• [Exercise] From the entries below, output the line with "like point(254, 62)." and each following line up to and including the line with "Target: white tusk", exactly as written.

(Image point grounding data)
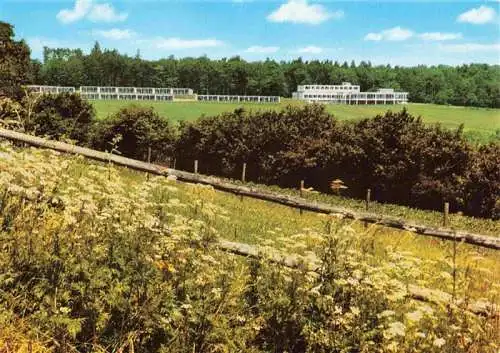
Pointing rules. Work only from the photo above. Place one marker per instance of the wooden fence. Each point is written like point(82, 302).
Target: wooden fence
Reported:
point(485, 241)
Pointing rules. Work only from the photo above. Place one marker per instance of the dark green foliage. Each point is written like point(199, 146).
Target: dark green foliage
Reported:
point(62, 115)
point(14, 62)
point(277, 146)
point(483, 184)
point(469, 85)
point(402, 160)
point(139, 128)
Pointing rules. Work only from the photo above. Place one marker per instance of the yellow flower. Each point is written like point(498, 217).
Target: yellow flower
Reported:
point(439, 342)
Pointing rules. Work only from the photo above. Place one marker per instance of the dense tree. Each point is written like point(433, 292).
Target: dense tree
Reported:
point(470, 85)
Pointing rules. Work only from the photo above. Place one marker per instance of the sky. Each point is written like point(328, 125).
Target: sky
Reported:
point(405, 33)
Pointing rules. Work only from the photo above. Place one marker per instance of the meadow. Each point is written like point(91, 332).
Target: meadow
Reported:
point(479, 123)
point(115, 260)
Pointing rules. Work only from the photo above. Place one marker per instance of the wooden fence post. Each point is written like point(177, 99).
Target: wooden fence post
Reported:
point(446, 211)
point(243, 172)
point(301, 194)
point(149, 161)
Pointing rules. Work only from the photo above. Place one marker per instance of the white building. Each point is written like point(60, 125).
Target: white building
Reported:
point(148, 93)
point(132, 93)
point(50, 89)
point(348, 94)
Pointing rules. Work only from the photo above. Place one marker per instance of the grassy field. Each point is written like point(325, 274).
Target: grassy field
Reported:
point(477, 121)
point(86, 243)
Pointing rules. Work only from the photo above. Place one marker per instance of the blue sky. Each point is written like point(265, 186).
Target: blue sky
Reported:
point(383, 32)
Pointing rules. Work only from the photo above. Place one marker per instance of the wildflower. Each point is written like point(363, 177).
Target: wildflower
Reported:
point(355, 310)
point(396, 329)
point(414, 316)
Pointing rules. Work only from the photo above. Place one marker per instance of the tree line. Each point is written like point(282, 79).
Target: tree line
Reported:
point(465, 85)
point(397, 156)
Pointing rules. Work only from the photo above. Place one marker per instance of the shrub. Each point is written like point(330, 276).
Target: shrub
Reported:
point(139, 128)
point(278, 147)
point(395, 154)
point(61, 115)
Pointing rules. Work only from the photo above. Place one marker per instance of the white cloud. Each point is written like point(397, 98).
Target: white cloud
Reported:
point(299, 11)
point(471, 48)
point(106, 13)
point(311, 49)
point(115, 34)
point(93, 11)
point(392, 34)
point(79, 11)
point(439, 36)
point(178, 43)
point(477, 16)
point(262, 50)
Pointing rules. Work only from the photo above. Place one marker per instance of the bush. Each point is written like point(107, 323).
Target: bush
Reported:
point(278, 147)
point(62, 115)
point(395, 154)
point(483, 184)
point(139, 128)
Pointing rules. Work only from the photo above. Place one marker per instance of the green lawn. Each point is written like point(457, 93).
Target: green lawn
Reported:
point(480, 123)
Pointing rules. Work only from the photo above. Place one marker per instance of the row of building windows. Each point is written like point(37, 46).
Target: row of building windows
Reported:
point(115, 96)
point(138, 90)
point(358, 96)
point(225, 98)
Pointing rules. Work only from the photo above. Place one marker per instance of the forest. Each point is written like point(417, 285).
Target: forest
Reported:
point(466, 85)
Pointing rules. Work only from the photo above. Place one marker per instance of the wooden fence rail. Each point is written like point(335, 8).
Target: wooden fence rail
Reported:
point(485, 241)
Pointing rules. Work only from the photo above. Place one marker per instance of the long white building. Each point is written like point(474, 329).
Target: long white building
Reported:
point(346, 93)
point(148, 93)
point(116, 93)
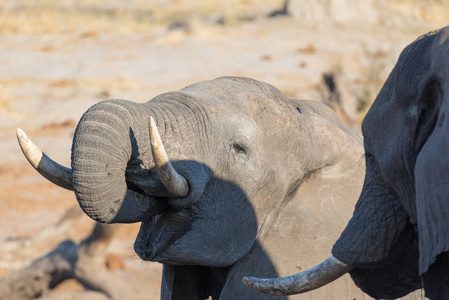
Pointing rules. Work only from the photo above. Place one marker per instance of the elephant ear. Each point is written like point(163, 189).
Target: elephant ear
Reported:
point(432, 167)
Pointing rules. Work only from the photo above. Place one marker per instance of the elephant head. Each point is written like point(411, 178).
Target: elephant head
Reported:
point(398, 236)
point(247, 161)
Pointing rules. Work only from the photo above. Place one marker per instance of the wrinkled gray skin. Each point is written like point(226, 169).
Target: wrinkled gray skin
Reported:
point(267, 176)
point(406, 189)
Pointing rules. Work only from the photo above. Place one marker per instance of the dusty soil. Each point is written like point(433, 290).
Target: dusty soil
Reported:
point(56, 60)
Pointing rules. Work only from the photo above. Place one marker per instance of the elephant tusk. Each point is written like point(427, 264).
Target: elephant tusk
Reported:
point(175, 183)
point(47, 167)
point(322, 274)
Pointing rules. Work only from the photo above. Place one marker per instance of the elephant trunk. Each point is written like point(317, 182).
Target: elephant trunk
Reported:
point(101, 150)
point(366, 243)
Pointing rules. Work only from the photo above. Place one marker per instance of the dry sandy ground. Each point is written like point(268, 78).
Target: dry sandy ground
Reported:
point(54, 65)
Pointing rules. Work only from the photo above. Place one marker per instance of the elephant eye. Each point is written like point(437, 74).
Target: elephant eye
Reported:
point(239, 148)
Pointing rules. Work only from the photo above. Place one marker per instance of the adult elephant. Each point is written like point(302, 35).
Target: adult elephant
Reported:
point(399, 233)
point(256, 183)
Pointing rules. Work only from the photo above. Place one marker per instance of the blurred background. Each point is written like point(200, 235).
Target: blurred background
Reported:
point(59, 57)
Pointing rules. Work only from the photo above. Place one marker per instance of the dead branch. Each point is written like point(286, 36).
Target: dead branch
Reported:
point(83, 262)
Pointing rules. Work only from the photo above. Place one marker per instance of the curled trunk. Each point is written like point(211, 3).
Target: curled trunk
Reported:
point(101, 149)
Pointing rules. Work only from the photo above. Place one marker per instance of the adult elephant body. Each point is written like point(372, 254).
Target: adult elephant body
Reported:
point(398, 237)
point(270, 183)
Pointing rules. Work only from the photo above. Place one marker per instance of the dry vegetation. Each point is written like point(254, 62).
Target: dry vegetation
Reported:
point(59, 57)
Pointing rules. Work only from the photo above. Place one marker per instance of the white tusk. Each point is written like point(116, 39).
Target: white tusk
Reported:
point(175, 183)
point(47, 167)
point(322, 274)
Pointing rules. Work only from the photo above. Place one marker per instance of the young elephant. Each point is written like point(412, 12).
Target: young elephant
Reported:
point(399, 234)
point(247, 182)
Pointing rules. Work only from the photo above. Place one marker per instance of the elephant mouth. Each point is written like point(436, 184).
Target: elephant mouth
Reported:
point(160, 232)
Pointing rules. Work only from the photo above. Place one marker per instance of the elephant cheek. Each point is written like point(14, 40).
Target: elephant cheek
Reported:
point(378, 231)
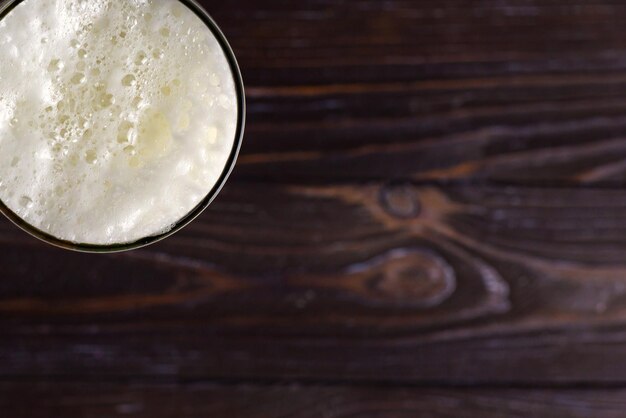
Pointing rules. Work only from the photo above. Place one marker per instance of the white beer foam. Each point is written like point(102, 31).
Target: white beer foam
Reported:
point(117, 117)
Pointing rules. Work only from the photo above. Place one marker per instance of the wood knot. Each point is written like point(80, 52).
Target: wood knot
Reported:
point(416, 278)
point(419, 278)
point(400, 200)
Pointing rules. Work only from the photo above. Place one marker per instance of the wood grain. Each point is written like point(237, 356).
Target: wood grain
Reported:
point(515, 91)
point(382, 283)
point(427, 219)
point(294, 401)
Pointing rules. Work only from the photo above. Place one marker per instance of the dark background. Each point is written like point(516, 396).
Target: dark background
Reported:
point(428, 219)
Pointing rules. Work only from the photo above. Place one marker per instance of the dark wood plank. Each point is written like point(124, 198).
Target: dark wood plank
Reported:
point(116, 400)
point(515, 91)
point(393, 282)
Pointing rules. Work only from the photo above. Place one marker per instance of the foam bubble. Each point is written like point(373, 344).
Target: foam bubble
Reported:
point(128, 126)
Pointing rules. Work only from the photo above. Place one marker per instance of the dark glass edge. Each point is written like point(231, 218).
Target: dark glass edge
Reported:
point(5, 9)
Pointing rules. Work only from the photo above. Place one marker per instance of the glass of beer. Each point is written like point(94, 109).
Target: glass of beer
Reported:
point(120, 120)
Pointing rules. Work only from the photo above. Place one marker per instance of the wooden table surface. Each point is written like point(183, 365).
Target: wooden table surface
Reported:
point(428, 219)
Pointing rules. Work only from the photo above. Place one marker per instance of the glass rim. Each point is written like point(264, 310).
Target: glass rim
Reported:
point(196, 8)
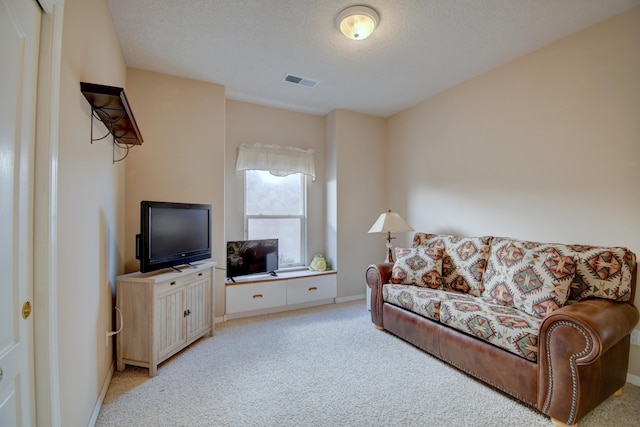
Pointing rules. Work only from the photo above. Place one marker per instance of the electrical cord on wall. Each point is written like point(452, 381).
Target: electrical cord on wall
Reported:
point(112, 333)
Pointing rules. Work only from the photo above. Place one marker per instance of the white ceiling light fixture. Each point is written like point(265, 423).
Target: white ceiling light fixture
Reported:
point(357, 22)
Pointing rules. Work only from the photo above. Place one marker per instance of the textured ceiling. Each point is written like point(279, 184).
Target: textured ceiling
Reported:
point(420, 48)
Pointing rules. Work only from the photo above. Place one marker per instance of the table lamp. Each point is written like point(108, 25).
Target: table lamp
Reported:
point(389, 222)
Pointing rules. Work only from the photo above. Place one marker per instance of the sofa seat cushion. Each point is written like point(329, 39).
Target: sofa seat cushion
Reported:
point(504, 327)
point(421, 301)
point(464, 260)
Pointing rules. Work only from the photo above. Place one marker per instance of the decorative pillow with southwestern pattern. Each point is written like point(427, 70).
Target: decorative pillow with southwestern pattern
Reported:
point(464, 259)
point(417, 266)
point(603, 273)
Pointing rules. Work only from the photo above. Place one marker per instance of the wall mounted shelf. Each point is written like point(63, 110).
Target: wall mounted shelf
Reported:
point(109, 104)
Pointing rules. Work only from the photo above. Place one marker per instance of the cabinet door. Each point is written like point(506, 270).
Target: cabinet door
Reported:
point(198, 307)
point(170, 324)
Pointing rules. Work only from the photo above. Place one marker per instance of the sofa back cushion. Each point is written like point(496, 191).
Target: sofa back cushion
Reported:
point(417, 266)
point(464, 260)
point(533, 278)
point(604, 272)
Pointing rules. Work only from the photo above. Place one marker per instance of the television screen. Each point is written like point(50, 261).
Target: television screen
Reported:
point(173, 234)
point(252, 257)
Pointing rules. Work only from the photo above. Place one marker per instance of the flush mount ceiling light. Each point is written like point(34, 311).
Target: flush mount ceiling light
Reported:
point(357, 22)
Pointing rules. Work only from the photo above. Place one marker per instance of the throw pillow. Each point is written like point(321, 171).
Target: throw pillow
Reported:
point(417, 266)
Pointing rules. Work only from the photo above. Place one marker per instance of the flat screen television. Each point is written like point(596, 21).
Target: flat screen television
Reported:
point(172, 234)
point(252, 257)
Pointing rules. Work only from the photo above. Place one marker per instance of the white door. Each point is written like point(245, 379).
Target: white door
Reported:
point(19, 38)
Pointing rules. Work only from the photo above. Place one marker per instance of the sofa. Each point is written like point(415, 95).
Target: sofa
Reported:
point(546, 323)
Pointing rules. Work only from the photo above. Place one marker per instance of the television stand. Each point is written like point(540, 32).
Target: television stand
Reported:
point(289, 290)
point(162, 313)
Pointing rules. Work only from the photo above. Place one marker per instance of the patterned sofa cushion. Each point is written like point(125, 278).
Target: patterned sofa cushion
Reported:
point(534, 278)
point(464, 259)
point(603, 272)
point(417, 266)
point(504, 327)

• [Task answer]
Pointing rules. Work only from the photo above. Place one marker per instance of the dry vegetation. Each point is written like point(254, 62).
Target: dry vegetation
Reported:
point(59, 57)
Pointing rules. Work only from the photo above. Place one marker per instance of the white tusk. Each point is written like point(116, 39).
Target: white tusk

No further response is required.